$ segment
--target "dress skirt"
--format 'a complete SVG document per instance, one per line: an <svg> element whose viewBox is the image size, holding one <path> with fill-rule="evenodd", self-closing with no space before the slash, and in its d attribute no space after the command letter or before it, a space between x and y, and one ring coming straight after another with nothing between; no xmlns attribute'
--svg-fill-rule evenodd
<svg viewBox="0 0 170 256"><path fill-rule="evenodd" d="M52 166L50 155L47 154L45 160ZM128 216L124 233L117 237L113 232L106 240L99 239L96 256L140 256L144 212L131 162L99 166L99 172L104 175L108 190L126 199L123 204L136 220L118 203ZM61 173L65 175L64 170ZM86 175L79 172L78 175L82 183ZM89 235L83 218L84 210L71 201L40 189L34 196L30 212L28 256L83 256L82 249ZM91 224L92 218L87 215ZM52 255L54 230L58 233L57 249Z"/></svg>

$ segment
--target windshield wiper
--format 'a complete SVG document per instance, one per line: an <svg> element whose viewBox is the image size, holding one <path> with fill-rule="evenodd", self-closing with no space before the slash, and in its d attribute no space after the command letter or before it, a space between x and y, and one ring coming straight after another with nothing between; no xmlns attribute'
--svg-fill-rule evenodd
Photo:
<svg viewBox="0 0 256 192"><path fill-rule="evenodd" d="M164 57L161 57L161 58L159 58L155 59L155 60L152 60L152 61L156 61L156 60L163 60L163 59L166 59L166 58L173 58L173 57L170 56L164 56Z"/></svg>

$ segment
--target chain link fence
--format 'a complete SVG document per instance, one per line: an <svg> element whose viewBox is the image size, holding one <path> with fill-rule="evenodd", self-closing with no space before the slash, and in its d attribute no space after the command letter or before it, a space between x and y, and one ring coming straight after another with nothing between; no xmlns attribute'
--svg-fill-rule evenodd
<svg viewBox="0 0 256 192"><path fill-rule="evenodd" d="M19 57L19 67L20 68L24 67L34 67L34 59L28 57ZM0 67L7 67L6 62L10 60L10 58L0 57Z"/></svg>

——

_Instructions for the task_. Rewrite the records from the first line up to and including the line containing "166L50 155L47 154L45", swapping "dress skirt" for "pleated skirt" and leaving everything else unchanged.

_Solved problem_.
$ segment
--target "pleated skirt"
--format 'a complete SVG document per instance, one per line: an <svg> element whose viewBox is the image size, holding one <path> with fill-rule="evenodd", self-closing with no space before the slash, and in its d attribute no space after the command letter or before it, a space between x and y, and one ring coming straight after another with nothing between; no xmlns attribute'
--svg-fill-rule evenodd
<svg viewBox="0 0 170 256"><path fill-rule="evenodd" d="M52 166L50 155L47 154L45 160ZM128 216L124 233L117 237L113 232L106 240L99 239L96 256L140 256L144 212L131 162L99 166L99 172L104 175L108 190L126 199L123 204L136 220L118 203ZM61 173L65 175L64 170ZM86 175L79 172L78 175L82 183ZM89 235L83 218L84 210L71 201L40 189L34 196L30 212L28 256L83 256L82 249ZM91 224L92 218L87 215ZM52 255L54 230L58 233L57 249Z"/></svg>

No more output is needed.